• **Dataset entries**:
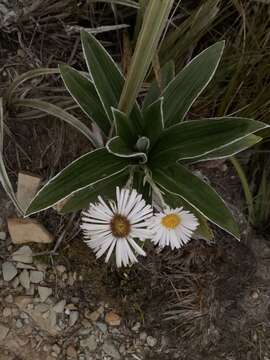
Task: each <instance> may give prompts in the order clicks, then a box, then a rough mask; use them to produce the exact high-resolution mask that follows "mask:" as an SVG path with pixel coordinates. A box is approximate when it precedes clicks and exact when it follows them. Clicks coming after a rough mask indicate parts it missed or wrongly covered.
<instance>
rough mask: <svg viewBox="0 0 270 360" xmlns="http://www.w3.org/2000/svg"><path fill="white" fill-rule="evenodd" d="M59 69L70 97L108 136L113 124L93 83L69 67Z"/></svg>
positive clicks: (76, 71) (71, 68)
mask: <svg viewBox="0 0 270 360" xmlns="http://www.w3.org/2000/svg"><path fill="white" fill-rule="evenodd" d="M59 69H60V73H61V76H62V79H63V81H64V84H65V86H66V88H67V90H68V91H69V93H70V95H71V96H72V97H73V99H74V100H75V101H76V103H77V104H78V105H79V106H80V108H81V109H82V110H83V112H84V113H85V114H86V115H87V116H88V117H89V118H90V119H91V120H92V121H94V122H95V123H96V124H97V125H98V127H99V128H100V129H101V130H102V131H103V133H104V134H105V135H107V136H108V135H109V132H110V129H111V122H110V119H109V118H108V116H107V115H106V113H105V111H104V109H103V106H102V104H101V102H100V100H99V97H98V95H97V92H96V89H95V86H94V85H93V83H92V82H91V81H90V80H89V79H87V78H86V77H85V76H83V75H82V74H81V73H80V72H79V71H77V70H75V69H72V67H70V66H68V65H59Z"/></svg>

• **Required work**: Copy nothing but the lines from the start of the entries through the line with "rough mask: <svg". Write them out exactly, without pictures.

• **Solution to the exercise**:
Task: each <instance> may give prompts in the order clicks, then a box, then a rough mask; use them to produce the exact high-resolution mask that follows "mask:" as an SVG path with pixel coordinates. A box is approximate when it precedes clicks and exact when it follows them. Clicks coming after a rough mask indicate parts it missed or wrongly covered.
<instance>
rough mask: <svg viewBox="0 0 270 360" xmlns="http://www.w3.org/2000/svg"><path fill="white" fill-rule="evenodd" d="M59 69L70 97L108 136L113 124L93 83L69 67Z"/></svg>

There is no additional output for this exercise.